→ INFORMATION SUPPLIED:
Segment Open

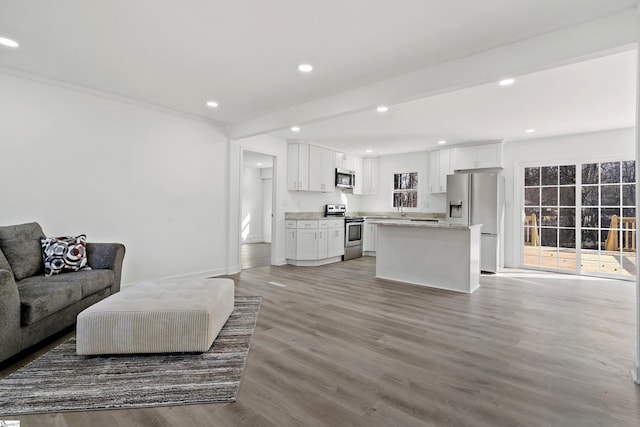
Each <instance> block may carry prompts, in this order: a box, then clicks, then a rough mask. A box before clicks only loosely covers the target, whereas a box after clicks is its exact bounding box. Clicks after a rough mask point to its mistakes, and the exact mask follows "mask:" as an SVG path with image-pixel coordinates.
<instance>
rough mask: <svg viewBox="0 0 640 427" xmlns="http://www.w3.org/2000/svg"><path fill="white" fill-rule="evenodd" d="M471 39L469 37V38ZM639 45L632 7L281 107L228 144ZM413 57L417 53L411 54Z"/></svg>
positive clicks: (563, 63) (240, 124) (635, 24)
mask: <svg viewBox="0 0 640 427" xmlns="http://www.w3.org/2000/svg"><path fill="white" fill-rule="evenodd" d="M470 36H472V35H470ZM639 40H640V16H639V15H638V14H637V13H636V8H633V7H632V8H630V9H627V10H624V11H621V12H618V13H616V14H613V15H609V16H606V17H603V18H600V19H597V20H593V21H589V22H586V23H583V24H581V25H577V26H573V27H569V28H565V29H562V30H558V31H553V32H550V33H546V34H543V35H539V36H536V37H532V38H528V39H525V40H522V41H519V42H516V43H511V44H508V45H504V46H501V47H498V48H494V49H490V50H487V51H484V52H480V53H477V54H474V55H471V56H467V57H464V58H460V59H457V60H453V61H449V62H446V63H442V64H437V65H433V66H431V67H427V68H423V69H421V70H418V71H415V72H413V73H409V74H405V75H402V76H399V77H395V78H392V79H388V80H384V81H382V82H379V83H375V84H372V85H368V86H364V87H361V88H357V89H353V90H349V91H345V92H342V93H339V94H336V95H332V96H328V97H324V98H320V99H317V100H314V101H310V102H307V103H304V104H300V105H295V106H291V107H288V108H284V109H281V110H278V111H275V112H272V113H269V114H265V115H263V116H260V117H257V118H255V119H251V120H245V121H242V122H238V123H235V124H233V125H232V126H231V128H230V137H231V138H232V139H241V138H245V137H249V136H255V135H259V134H264V133H269V132H274V131H278V130H282V129H287V128H289V127H290V126H292V125H294V124H295V125H300V126H304V124H307V123H313V122H318V121H322V120H326V119H330V118H334V117H338V116H342V115H346V114H351V113H356V112H361V111H365V110H367V109H371V108H375V106H376V105H380V104H385V105H393V104H397V103H401V102H406V101H410V100H414V99H418V98H424V97H427V96H432V95H436V94H440V93H445V92H450V91H453V90H458V89H463V88H467V87H471V86H476V85H480V84H484V83H489V82H492V81H497V80H499V79H501V78H504V77H506V76H512V77H517V76H519V75H523V74H529V73H532V72H536V71H541V70H545V69H549V68H555V67H558V66H561V65H566V64H569V63H572V62H577V61H579V60H586V59H589V58H593V57H596V56H599V55H601V54H603V53H604V52H612V51H615V50H622V49H625V48H627V49H628V48H632V47H630V46H633V45H634V43H637V42H638V41H639ZM416 54H419V52H416Z"/></svg>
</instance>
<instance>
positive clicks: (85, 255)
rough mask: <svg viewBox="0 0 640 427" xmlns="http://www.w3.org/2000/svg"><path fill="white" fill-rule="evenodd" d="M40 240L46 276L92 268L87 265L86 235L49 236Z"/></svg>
mask: <svg viewBox="0 0 640 427" xmlns="http://www.w3.org/2000/svg"><path fill="white" fill-rule="evenodd" d="M40 242H41V243H42V258H43V259H44V274H45V275H46V276H51V275H54V274H58V273H66V272H71V271H79V270H84V269H90V267H88V266H87V236H86V235H84V234H81V235H79V236H77V237H73V236H65V237H47V238H42V239H40Z"/></svg>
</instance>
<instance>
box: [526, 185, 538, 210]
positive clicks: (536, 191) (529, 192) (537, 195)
mask: <svg viewBox="0 0 640 427" xmlns="http://www.w3.org/2000/svg"><path fill="white" fill-rule="evenodd" d="M524 205H525V206H540V187H532V188H525V189H524Z"/></svg>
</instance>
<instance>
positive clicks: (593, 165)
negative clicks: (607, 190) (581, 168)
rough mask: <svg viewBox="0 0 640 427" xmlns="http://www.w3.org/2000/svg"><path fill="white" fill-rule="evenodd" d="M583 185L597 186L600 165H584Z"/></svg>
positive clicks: (583, 172) (595, 164)
mask: <svg viewBox="0 0 640 427" xmlns="http://www.w3.org/2000/svg"><path fill="white" fill-rule="evenodd" d="M582 183H583V184H597V183H598V164H597V163H588V164H584V165H582Z"/></svg>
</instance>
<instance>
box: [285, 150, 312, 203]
mask: <svg viewBox="0 0 640 427" xmlns="http://www.w3.org/2000/svg"><path fill="white" fill-rule="evenodd" d="M287 190H290V191H308V190H309V145H308V144H289V145H288V147H287Z"/></svg>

Segment Closed

→ TASK GOAL:
Retype each of the entries above exactly as it appears, with no pictures.

→ SOLUTION BELOW:
Each <instance> block may carry prompts, in this order: a box, then clicks, then a rough mask. A box before clicks only loosely covers the target, whereas a box after clicks is its exact bounding box. Clicks after a rough mask point to its mistakes, and the exact mask follows "mask:" as an SVG path with image-pixel coordinates.
<instance>
rough mask: <svg viewBox="0 0 640 427" xmlns="http://www.w3.org/2000/svg"><path fill="white" fill-rule="evenodd" d="M471 39L469 37V38ZM639 45L632 7L281 107L228 144ZM413 57L417 53L411 54Z"/></svg>
positive clicks: (563, 63) (240, 124) (635, 24)
mask: <svg viewBox="0 0 640 427" xmlns="http://www.w3.org/2000/svg"><path fill="white" fill-rule="evenodd" d="M470 36H472V35H470ZM639 40H640V16H639V15H638V14H637V13H636V8H633V7H632V8H630V9H627V10H624V11H621V12H618V13H616V14H613V15H609V16H606V17H603V18H600V19H597V20H593V21H589V22H586V23H583V24H581V25H577V26H573V27H569V28H565V29H562V30H558V31H553V32H550V33H546V34H543V35H539V36H536V37H532V38H528V39H525V40H522V41H519V42H516V43H511V44H508V45H504V46H501V47H498V48H494V49H490V50H487V51H484V52H480V53H477V54H474V55H471V56H467V57H464V58H460V59H457V60H453V61H449V62H446V63H442V64H437V65H433V66H431V67H427V68H423V69H421V70H418V71H415V72H413V73H409V74H405V75H402V76H399V77H395V78H392V79H388V80H384V81H382V82H379V83H375V84H372V85H368V86H364V87H361V88H357V89H353V90H349V91H345V92H342V93H339V94H336V95H332V96H328V97H324V98H320V99H317V100H314V101H310V102H307V103H304V104H300V105H295V106H291V107H288V108H284V109H281V110H278V111H275V112H272V113H269V114H265V115H263V116H260V117H257V118H255V119H251V120H245V121H242V122H238V123H235V124H233V125H232V126H231V128H230V137H231V138H232V139H241V138H245V137H249V136H255V135H259V134H264V133H269V132H274V131H278V130H282V129H287V128H289V127H290V126H292V125H294V124H295V125H300V126H304V124H307V123H313V122H318V121H322V120H326V119H330V118H334V117H338V116H342V115H346V114H351V113H356V112H361V111H365V110H367V109H371V108H375V106H376V105H380V104H385V105H393V104H397V103H401V102H406V101H410V100H414V99H418V98H424V97H427V96H432V95H436V94H440V93H445V92H450V91H453V90H458V89H463V88H467V87H471V86H476V85H480V84H484V83H489V82H492V81H497V80H499V79H501V78H504V77H506V76H512V77H517V76H519V75H523V74H529V73H532V72H536V71H541V70H545V69H549V68H555V67H558V66H561V65H566V64H569V63H572V62H577V61H579V60H586V59H589V58H593V57H596V56H599V55H601V54H603V53H604V52H612V51H615V50H622V49H625V48H627V49H628V48H632V47H630V46H633V45H634V43H637V42H638V41H639ZM416 54H419V52H416Z"/></svg>
</instance>
<instance>
positive clicks: (85, 255)
rough mask: <svg viewBox="0 0 640 427" xmlns="http://www.w3.org/2000/svg"><path fill="white" fill-rule="evenodd" d="M40 240L46 276L92 268L87 265L86 235L49 236Z"/></svg>
mask: <svg viewBox="0 0 640 427" xmlns="http://www.w3.org/2000/svg"><path fill="white" fill-rule="evenodd" d="M40 242H41V243H42V258H43V259H44V274H45V275H46V276H51V275H54V274H58V273H66V272H71V271H79V270H84V269H90V267H88V266H87V236H86V235H84V234H81V235H79V236H77V237H73V236H65V237H47V238H42V239H40Z"/></svg>
</instance>
<instance>
box: [526, 185, 538, 210]
positive clicks: (536, 191) (529, 192) (537, 195)
mask: <svg viewBox="0 0 640 427" xmlns="http://www.w3.org/2000/svg"><path fill="white" fill-rule="evenodd" d="M524 205H525V206H540V187H532V188H525V189H524Z"/></svg>
</instance>
<instance>
positive clicks: (593, 165)
negative clicks: (607, 190) (581, 168)
rough mask: <svg viewBox="0 0 640 427" xmlns="http://www.w3.org/2000/svg"><path fill="white" fill-rule="evenodd" d="M583 185L597 186L600 165H584Z"/></svg>
positive clicks: (583, 172) (595, 164)
mask: <svg viewBox="0 0 640 427" xmlns="http://www.w3.org/2000/svg"><path fill="white" fill-rule="evenodd" d="M582 183H583V184H597V183H598V164H597V163H588V164H584V165H582Z"/></svg>
</instance>
<instance>
box: [285, 150, 312, 203]
mask: <svg viewBox="0 0 640 427" xmlns="http://www.w3.org/2000/svg"><path fill="white" fill-rule="evenodd" d="M287 190H290V191H308V190H309V145H308V144H289V145H288V147H287Z"/></svg>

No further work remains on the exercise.